• [Exercise instructions]
**a)** Answer these from the news report on Malawi's fuel crisis:
(i) How many liters of fuel were procured?
(ii) How many trucks have already crossed the Songwe border?
(iii) How much does the country currently owe suppliers for products bought on open credit?
**b)** Continue the news report on Malawi's fuel crisis from its last sentence.

[Opening Page excerpt section]

LILONGWE-(MaraviPost)-The fuel crisis in the country is expected to stabilize by January 20, following the procurement of 51.5 million liters of fuel.
Henry Kachanje, the Chief Executive Officer of the Malawi Energy Regulatory Authority (MERA), confirmed this development during an engagement with the Parliamentary Committee on Natural Resources on Friday, January 10th.
Kachanje explained that the procurement was achieved through a government-to-government (G2G) strategy based on a bilateral agreement with Kenya.
He also expressed concern about the prevalence of illegal fuel vending, which he described as both common and troubling, and called for police intervention to address the issue.
As part of the operation, Kachanje reported that 120 trucks have already been loaded in Tanga, with 40 trucks having crossed the Songwe border.
An estimated 80 trucks are expected to cross daily.
However, he noted a lack of interest from Malawian transporters to carry the fuel, prompting the government to engage Tanzanian truck operators for transportation.
Kachanje highlighted that a total of 1,409 trucks will be needed to complete the fuel haul amidst a foreign exchange crisis.
“I would like to inform this committee that we currently owe suppliers USD 52 million for products purchased on open credit,” said Kachanje.

[Closing Page excerpt section]
[Opening Information supplied section]

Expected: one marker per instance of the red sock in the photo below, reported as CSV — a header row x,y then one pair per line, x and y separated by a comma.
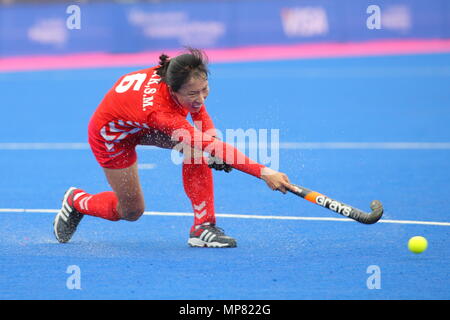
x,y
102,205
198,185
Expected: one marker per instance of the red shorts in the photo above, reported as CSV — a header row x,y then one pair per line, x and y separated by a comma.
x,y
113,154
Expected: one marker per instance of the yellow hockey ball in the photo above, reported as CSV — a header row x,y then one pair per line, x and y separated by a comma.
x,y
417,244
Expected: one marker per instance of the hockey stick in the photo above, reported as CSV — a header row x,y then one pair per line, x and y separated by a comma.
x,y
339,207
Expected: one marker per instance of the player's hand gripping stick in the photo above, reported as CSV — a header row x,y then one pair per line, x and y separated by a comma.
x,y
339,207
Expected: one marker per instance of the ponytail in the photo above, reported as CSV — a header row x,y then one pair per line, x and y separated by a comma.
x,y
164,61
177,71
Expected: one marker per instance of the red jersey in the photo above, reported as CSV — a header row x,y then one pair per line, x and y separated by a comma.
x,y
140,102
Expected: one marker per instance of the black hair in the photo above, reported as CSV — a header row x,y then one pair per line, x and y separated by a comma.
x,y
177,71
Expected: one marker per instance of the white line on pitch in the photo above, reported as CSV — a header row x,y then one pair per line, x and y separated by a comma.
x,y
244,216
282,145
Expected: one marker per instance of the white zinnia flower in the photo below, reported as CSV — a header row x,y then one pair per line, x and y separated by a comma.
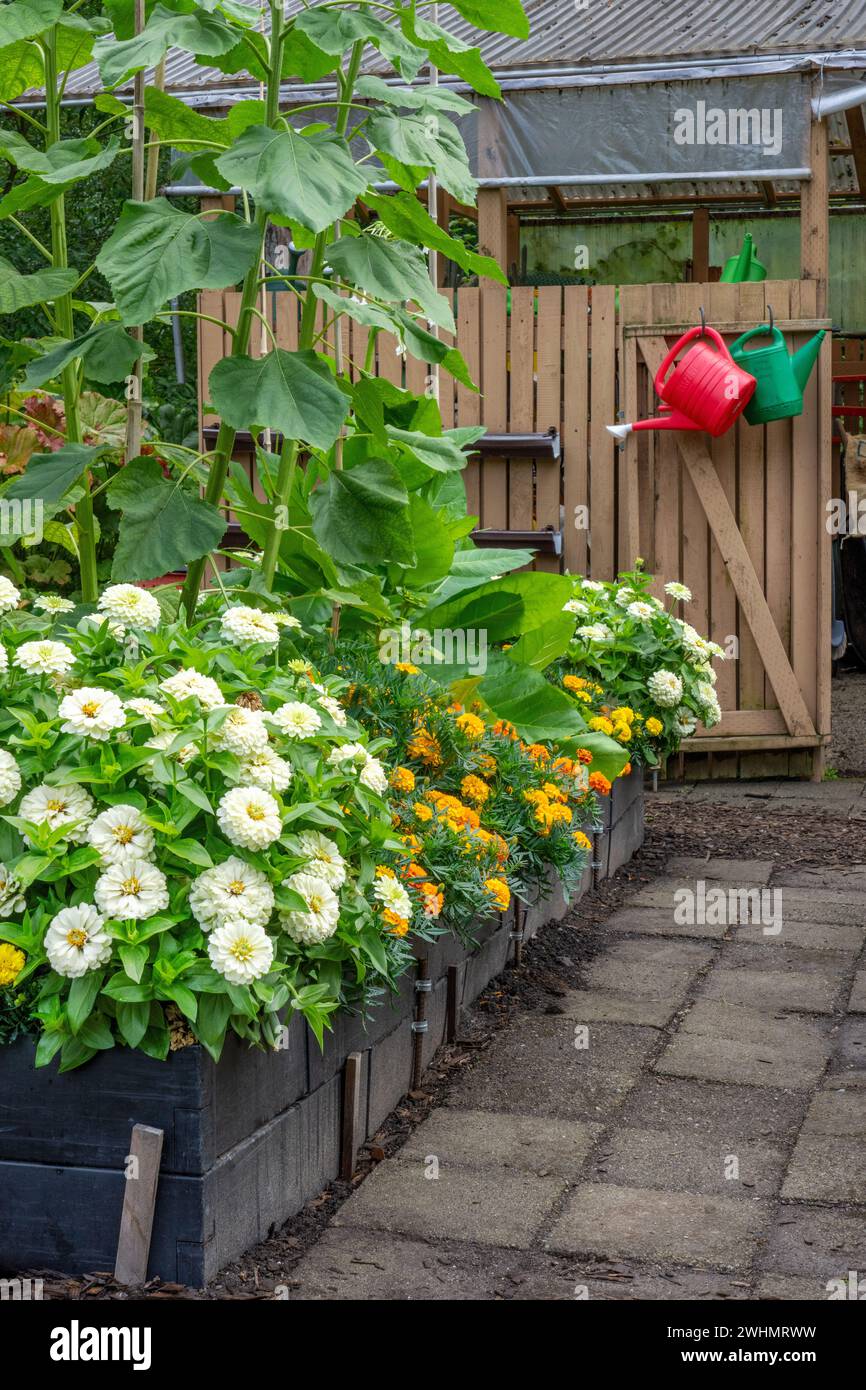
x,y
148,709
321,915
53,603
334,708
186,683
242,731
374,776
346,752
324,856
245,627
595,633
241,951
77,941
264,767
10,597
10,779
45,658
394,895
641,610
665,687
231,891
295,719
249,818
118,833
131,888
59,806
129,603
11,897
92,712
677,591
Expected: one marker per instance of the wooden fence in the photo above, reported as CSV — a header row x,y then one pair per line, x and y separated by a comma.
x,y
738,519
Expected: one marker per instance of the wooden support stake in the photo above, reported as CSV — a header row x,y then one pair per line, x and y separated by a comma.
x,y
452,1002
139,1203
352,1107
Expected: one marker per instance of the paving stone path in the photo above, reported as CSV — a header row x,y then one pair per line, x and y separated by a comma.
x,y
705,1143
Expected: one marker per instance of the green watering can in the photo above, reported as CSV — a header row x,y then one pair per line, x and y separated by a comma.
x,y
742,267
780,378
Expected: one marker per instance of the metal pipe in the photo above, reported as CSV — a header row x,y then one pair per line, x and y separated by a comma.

[Closing Information supplied section]

• [Numbered answers]
**a)**
(i) 51.5 million liters
(ii) 40 trucks
(iii) USD 52 million

**b)**
Clement Kanyama, the Chief Executive Officer of the National Oil Company of Malawi (NOCMA), concurred with Kachanje, emphasizing the responsibility of all Malawians to engage in trade and export goods to generate foreign currency.
Kanyama pointed out that since the COVID-19 pandemic, the country has been affected by a foreign exchange crisis, impacting both NOCMA and Petroleum Industries Limited (PIL).
He explained that delays in fuel delivery occurred due to the upgrading of systems in Tanzania, which hindered the movement of fuel trucks. As a result, they received the fuel on January 8 instead of the expected date.
The Chairperson of the committee, Welan Chilenga, expressed satisfaction with NOCMA’s strategy of utilizing both normal and emergency arrangements to facilitate the import of 51.5 million liters of fuel.
Chilenga urged the government to take control of foreign exchange distribution, specifically from the Asian community and other foreign entities.